What the task requires: Restate the symposium article below, starting with "More than 800" and going on through "Harvard Law School.", renaming "Birchwood Manor" to "Birchwood Hall" wherever it appears.

Given passage:
· · · ·
More than 800 attorneys and judges from northern New Jersey participated in the 15th annual Jewish Law Symposium, held on October 4. It was live at the Birchwood Manor in Whippany and also available online. It featured a panel discussion, “Balancing Professional and Personal Life — Ethical Lessons from a year like no other.”
Rachel Freier, who is chasidic and a judge in the New York City Criminal Court, and Rabbi Shalom Lubin of Chabad of SE Morris County, the founder of the Jewish Law Symposium, moderated a panel discussion featuring Christine A. Amalfe Esq., chair of the labor and employment division at Gibbons; Warren A. Usatine, a co-managing partner at Cole Schotz; and Heidi K. Gardner, PhD, a fellow at Harvard Law School.
“The laws and ethics of the Talmud have served as a cornerstone of humanity’s civil and moral infrastructure, while shaping its legal judicial systems,” Rabbi Lubin said. “Working from home during the pandemic has created all sorts of challenges and opportunities in the quest to balance professional and personal lives, and it was very exciting to explore this topic through the lens of the Talmud and 2,000 years of Jewish ethics and wisdom.”
“I find this program to be intellectually stimulating and fascinating; I love attending every year,” Cary B. Cheifetz of Ceconi & Cheifetz, who chaired the panel, said. “If you come to the Jewish Law Symposium, you will walk away with a body of knowledge you will never forget.”
Over the last 15 years, the symposium has become a premier educational event in the New Jersey legal community. Past panelists include Chief Justice Stuart Rabner, U.S. Attorney Paul J. Fishman, NJ Supreme Court Justices Barry T. Albin, Gary S. Stein, and Virginia Long; RWJBarnabas Health CEO Barry H. Ostrowsky, and John J. Farmer, a former dean at the law school at Rutgers.
· · · ·
Record extracts:
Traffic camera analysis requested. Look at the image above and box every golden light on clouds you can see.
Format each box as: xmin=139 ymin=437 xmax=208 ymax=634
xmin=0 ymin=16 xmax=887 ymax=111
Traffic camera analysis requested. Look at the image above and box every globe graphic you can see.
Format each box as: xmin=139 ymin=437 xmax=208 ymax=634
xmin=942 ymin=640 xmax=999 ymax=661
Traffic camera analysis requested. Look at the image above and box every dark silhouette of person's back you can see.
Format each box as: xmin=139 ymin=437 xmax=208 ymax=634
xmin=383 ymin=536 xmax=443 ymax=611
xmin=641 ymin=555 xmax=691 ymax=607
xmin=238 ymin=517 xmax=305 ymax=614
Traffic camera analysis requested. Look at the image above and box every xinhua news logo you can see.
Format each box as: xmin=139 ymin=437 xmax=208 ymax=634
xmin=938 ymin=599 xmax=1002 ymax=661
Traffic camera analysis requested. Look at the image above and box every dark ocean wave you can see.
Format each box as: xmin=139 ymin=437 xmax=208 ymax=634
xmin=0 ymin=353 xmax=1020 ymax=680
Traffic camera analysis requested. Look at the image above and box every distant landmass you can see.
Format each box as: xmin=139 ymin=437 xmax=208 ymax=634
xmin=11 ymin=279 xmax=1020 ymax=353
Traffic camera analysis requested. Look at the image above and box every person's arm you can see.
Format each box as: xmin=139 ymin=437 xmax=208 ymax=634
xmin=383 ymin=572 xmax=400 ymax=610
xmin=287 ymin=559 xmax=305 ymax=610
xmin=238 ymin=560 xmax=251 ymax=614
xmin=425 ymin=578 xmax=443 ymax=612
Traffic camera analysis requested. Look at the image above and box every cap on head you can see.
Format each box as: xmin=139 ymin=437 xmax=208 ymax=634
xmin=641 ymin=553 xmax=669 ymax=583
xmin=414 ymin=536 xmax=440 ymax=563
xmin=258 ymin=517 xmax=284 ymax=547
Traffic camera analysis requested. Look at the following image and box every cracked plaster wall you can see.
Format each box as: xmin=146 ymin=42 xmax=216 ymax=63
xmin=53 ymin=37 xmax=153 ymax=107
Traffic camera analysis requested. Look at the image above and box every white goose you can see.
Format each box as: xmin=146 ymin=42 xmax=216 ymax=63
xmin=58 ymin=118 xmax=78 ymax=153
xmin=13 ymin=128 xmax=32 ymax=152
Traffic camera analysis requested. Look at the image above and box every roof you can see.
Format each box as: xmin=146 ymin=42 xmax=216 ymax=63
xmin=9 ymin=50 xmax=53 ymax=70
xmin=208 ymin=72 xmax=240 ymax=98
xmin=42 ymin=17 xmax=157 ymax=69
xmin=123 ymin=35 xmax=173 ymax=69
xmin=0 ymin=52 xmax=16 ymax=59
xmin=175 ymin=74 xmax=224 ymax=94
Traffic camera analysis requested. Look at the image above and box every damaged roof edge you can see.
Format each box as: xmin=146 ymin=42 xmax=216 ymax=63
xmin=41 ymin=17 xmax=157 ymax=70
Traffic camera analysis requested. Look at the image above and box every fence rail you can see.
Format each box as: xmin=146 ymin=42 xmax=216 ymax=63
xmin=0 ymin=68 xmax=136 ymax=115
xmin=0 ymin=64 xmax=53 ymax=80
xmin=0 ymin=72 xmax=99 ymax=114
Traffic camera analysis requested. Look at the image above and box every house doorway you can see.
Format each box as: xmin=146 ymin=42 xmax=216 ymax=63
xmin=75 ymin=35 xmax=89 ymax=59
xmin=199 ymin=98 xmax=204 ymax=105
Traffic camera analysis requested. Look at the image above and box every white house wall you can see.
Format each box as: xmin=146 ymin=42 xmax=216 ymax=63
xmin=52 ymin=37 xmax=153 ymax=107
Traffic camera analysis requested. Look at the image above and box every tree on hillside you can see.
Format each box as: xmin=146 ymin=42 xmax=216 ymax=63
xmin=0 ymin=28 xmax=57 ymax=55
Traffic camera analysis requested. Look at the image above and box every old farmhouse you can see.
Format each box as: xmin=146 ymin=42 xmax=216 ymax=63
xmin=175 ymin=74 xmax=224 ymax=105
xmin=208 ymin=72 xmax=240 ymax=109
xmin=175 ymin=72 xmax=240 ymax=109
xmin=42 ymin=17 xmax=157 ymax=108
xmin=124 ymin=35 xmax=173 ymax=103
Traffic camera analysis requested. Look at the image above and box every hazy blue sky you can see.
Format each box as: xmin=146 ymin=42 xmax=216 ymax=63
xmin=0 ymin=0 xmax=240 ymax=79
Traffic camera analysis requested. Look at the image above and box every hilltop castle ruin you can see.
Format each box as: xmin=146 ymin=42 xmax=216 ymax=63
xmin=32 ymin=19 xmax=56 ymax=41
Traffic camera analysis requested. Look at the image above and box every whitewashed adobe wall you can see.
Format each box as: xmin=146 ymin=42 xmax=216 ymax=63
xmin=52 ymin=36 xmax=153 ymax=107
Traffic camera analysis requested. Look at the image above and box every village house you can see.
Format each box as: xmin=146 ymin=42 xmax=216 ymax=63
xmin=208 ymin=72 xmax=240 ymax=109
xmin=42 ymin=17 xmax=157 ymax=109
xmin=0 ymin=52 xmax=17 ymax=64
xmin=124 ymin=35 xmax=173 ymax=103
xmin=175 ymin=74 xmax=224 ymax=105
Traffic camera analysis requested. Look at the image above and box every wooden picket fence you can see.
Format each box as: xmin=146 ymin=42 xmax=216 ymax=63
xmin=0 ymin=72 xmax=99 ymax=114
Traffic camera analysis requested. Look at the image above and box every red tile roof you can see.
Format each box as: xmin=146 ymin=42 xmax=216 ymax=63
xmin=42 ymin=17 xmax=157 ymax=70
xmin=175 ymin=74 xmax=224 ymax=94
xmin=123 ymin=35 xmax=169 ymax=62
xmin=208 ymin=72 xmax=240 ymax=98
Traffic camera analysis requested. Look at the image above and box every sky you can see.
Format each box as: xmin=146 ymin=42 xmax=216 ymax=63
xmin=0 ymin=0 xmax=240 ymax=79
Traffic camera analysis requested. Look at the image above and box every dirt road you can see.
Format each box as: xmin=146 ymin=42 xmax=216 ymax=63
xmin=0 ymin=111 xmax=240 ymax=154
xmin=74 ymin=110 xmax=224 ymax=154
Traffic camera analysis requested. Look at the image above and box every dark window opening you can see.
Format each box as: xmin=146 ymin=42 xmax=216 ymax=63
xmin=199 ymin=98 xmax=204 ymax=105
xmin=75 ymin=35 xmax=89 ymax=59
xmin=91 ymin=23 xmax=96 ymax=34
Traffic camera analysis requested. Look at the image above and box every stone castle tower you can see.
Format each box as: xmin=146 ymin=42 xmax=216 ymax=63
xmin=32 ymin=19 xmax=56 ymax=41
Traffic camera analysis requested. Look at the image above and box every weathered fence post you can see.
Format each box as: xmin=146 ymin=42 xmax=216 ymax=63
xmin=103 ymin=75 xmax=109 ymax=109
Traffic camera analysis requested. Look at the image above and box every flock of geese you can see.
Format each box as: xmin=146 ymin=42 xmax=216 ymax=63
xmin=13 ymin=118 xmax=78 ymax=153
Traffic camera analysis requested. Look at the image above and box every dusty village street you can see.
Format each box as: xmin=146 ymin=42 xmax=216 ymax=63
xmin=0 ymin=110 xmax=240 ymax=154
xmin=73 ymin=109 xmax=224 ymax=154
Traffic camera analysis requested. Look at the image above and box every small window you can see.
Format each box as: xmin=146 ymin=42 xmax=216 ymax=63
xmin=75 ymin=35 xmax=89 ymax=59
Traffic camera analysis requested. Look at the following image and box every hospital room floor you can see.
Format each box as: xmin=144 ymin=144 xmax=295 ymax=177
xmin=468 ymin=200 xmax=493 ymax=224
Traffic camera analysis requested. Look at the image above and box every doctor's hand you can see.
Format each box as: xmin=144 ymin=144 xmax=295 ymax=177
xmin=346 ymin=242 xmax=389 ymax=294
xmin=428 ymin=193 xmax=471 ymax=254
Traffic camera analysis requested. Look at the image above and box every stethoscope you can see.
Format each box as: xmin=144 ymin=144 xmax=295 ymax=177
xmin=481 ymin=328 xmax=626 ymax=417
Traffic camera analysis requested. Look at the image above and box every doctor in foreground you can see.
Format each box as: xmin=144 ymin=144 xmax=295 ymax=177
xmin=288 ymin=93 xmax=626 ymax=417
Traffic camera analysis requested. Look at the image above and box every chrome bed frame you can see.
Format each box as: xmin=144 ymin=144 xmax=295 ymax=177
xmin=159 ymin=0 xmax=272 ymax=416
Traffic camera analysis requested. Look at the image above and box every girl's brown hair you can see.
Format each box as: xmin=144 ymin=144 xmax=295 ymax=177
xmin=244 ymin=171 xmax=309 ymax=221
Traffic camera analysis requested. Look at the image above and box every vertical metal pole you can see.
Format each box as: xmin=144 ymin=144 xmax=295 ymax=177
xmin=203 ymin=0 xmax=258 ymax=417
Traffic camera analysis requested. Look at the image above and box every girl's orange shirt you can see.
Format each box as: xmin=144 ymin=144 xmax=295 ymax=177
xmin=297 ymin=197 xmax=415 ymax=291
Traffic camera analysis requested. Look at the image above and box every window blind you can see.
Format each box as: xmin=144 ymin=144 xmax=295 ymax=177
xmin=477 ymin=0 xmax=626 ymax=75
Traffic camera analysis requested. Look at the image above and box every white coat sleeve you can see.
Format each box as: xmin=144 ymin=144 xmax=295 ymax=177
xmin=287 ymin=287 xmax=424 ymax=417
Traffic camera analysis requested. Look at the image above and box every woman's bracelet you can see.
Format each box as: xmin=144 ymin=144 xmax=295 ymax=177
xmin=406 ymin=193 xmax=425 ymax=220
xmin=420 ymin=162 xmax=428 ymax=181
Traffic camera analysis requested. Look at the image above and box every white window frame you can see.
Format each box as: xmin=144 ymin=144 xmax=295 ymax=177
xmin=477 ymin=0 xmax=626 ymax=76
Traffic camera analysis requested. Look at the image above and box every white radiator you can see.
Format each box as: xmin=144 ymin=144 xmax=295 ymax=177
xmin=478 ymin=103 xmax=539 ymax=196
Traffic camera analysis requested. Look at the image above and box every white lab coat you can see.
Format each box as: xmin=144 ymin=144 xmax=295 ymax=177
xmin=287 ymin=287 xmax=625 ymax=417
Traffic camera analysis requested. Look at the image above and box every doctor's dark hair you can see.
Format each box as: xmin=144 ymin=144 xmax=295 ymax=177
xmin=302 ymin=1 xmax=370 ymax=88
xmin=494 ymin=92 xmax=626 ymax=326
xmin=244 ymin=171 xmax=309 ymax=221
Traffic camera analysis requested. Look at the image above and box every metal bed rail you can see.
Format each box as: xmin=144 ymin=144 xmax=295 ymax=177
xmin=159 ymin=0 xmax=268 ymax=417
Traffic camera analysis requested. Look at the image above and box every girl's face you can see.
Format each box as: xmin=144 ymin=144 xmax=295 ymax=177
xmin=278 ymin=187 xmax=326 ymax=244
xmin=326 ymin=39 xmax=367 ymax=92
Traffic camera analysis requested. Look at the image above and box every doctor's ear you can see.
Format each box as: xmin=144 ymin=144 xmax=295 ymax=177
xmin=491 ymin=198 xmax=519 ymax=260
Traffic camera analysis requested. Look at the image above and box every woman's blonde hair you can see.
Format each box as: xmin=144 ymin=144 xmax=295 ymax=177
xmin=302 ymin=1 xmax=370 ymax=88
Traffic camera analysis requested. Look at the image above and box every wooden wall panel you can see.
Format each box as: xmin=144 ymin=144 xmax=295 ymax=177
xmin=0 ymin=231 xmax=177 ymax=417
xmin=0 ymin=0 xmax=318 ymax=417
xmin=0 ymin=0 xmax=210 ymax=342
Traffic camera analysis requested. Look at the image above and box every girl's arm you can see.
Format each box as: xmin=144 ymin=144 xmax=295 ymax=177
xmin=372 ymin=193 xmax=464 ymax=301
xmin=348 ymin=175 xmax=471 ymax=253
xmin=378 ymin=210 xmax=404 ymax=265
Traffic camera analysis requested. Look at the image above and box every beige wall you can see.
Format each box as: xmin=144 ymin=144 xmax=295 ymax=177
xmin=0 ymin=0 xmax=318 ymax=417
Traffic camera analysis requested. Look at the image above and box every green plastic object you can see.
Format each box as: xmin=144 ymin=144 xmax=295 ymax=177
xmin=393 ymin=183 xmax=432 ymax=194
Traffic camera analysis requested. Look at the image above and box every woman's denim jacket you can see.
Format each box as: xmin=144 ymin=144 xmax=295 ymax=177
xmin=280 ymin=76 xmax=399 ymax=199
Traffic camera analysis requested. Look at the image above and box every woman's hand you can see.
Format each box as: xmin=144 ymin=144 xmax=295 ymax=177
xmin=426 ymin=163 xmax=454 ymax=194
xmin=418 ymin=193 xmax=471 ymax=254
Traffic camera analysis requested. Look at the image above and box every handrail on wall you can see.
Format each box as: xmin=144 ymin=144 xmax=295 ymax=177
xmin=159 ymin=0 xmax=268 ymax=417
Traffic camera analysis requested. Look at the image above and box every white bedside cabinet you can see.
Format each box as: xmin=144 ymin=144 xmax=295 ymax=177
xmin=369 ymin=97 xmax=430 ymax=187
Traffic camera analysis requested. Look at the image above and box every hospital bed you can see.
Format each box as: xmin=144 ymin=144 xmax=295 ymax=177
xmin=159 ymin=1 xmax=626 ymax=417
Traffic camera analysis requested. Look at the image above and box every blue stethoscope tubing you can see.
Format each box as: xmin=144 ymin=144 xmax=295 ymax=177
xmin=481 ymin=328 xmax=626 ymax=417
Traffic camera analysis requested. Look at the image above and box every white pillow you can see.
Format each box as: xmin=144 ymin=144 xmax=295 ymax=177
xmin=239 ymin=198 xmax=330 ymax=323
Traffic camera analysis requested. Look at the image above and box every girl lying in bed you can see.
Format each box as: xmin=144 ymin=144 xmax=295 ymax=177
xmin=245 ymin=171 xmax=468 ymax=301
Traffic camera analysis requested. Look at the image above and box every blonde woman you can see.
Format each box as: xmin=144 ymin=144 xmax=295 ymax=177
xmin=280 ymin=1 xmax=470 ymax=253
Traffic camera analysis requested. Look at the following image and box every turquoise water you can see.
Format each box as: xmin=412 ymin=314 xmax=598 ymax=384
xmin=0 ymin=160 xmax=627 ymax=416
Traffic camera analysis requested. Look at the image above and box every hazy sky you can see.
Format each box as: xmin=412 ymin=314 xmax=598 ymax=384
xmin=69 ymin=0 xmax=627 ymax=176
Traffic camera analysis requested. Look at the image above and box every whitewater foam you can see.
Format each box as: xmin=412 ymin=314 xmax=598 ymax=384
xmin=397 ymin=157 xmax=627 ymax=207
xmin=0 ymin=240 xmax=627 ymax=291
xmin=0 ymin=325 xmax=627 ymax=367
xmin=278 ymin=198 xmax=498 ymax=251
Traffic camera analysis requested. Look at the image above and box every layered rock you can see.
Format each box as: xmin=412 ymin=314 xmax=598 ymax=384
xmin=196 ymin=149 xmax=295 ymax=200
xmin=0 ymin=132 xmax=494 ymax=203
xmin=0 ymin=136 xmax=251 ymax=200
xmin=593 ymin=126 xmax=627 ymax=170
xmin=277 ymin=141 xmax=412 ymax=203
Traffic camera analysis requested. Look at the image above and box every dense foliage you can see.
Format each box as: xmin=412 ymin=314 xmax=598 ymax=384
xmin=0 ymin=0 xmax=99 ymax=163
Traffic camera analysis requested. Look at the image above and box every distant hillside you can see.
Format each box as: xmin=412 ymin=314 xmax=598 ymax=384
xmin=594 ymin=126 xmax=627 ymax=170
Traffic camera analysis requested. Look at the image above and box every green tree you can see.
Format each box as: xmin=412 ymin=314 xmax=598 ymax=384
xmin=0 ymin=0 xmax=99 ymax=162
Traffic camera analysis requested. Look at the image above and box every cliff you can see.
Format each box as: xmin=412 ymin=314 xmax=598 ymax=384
· · · ·
Solved problem:
More than 800 attorneys and judges from northern New Jersey participated in the 15th annual Jewish Law Symposium, held on October 4. It was live at the Birchwood Hall in Whippany and also available online. It featured a panel discussion, “Balancing Professional and Personal Life — Ethical Lessons from a year like no other.”
Rachel Freier, who is chasidic and a judge in the New York City Criminal Court, and Rabbi Shalom Lubin of Chabad of SE Morris County, the founder of the Jewish Law Symposium, moderated a panel discussion featuring Christine A. Amalfe Esq., chair of the labor and employment division at Gibbons; Warren A. Usatine, a co-managing partner at Cole Schotz; and Heidi K. Gardner, PhD, a fellow at Harvard Law School.